* PASSAGE TO READ
Romney grand slam gets him back in race

Mitt Romney needed a grand slam home run to get back into the president race, and he pulled it off Wednesday night.

The polls have not been going his way, especially in pivotal states for electoral votes. With only a month left in the campaign, the first debate was do or die for him. It will be most interesting to see what kind of bounce he will get in the polls in the next few days. There will be an upward bounce; the question is how much.

He will also get a bounce in fund raising from his virtuoso performance against a president who looked like he would have rather been in Philadelphia.

Overall, it was a first class debate, even if moderator Jim Lehrer threw out nothing but softball questions. The contrast between the two men couldn’t have been more clear: on philosophy of governing, on demeanor and on depth of knowledge of economic subjects.

Obama was all over the place with his points; Romney brought every piece of his presentation back to jobs, jobs, jobs. The president was more rhetorical, using themes that have worked well on the stump. But stump speeches face no rebuttal. Romney was disciplined and focused with his points and strategy.

When Romney pounded away on Obamacare’s $716 billion in cuts over ten years to Medicare, the president literally had no response. Those cuts will probably never happen — Congress will back off in the face or pressure from seniors. The honest answer from the president would have been that he needed that sum to make the fiscal argument for Obamacare as he rammed it through Congress. It was always funny money.

As Romney pointed out, such unilateral cuts would result in fewer doctors and hospitals providing service to seniors on Medicare. That has already happened, especially in dentistry.
It is also true that the Ryan budget carried the same level of Medicare cuts, and the president missed that legitimate rejoinder.

There are many ways to cut costs in health care. The private sector is racing ahead with real reforms. None of those sweeping changes made it into the presidential debate, beyond Romney’s expression of faith in the private sector to do so. The cost issue is THE ISSUE in health care, and neither laid a glove on it.

On demeanor, Romney was eager for the fight. The president looked peeved that his views were being challenged. Two-thirds of the way through the hour and a half encounter, he looked like a football team that is down by four TDs in the fourth quarter.

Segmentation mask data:
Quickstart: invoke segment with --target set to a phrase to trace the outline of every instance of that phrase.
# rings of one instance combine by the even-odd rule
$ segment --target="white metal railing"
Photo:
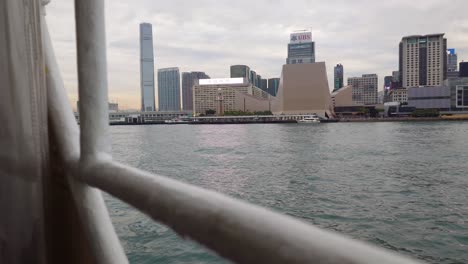
[[[112,161],[103,0],[76,0],[80,128],[67,103],[45,22],[51,130],[98,263],[128,260],[99,188],[239,263],[419,263],[292,217]],[[81,143],[81,148],[80,148]],[[89,186],[88,186],[89,185]]]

* PROBLEMS AND TASKS
a - Copy out the stretch of the debate commentary from "The polls have" through "is how much." word for word.
b - List the areas in which, according to the debate commentary, the contrast between the two men couldn't have been more clear.
The items are separate material and have nothing to do with the debate commentary.

* ANSWERS TO THE EXERCISES
a -
The polls have not been going his way, especially in pivotal states for electoral votes. With only a month left in the campaign, the first debate was do or die for him. It will be most interesting to see what kind of bounce he will get in the polls in the next few days. There will be an upward bounce; the question is how much.

b -
- philosophy of governing
- demeanor
- depth of knowledge of economic subjects